** Begin **
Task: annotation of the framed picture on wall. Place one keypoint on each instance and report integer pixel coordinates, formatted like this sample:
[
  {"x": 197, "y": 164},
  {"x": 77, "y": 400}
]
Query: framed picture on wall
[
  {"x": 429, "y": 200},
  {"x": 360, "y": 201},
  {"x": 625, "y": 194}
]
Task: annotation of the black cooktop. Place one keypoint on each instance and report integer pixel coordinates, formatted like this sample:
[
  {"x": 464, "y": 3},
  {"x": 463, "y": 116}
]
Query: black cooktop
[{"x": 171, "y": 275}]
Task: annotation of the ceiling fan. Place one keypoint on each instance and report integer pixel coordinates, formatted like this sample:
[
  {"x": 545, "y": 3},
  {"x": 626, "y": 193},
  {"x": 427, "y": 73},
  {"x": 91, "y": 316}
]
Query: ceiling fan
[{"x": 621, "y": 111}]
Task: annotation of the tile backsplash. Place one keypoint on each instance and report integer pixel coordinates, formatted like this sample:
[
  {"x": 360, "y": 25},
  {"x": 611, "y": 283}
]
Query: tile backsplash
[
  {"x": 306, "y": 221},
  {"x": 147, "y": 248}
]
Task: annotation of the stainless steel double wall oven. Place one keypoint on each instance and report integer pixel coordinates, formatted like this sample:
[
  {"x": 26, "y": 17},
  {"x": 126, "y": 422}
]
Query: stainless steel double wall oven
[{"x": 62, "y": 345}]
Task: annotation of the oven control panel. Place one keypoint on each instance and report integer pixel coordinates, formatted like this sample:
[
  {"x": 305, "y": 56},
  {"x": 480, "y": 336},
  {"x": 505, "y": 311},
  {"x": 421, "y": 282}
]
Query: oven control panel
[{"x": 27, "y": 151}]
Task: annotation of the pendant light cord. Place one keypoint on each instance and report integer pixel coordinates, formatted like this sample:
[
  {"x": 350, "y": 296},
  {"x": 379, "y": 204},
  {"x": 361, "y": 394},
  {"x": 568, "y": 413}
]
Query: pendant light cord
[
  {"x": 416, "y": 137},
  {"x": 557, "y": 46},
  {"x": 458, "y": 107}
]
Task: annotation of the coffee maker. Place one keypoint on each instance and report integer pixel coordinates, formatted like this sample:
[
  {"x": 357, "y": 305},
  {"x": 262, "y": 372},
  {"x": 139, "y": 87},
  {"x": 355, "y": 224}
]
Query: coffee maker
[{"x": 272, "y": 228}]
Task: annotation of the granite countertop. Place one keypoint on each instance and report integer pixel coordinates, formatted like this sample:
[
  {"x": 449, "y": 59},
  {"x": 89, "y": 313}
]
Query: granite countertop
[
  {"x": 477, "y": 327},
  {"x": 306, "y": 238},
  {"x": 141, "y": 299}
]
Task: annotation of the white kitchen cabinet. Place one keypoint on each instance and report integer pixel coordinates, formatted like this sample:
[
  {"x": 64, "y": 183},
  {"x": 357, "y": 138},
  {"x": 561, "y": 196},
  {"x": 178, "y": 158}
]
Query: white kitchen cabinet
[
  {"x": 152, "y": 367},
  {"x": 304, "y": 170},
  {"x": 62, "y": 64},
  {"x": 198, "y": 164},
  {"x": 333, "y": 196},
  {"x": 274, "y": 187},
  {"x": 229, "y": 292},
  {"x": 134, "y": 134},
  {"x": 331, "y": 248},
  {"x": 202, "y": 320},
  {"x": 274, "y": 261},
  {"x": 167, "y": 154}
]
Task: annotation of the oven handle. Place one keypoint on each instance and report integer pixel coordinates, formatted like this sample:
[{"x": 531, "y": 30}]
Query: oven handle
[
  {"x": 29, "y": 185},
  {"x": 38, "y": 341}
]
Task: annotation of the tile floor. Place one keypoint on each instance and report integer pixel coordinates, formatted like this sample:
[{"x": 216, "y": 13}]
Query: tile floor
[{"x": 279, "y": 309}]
** End **
→ EXERCISE OBJECTIVE
Quote the line that contains "Task: annotation of the oven handle." and each line after it through the end of the data, exactly, leaving out everything else.

→ RESPONSE TO THE TASK
Task: annotation of the oven handle. Place one keypoint on each instance and report integer pixel coordinates, formatted like this sample:
[{"x": 531, "y": 30}]
Query: oven handle
[
  {"x": 29, "y": 185},
  {"x": 38, "y": 341}
]
Task: annotation of the tile floor. Place one keypoint on each instance and report integer pixel coordinates, formatted like this sample:
[{"x": 216, "y": 13}]
Query: tile floor
[{"x": 279, "y": 309}]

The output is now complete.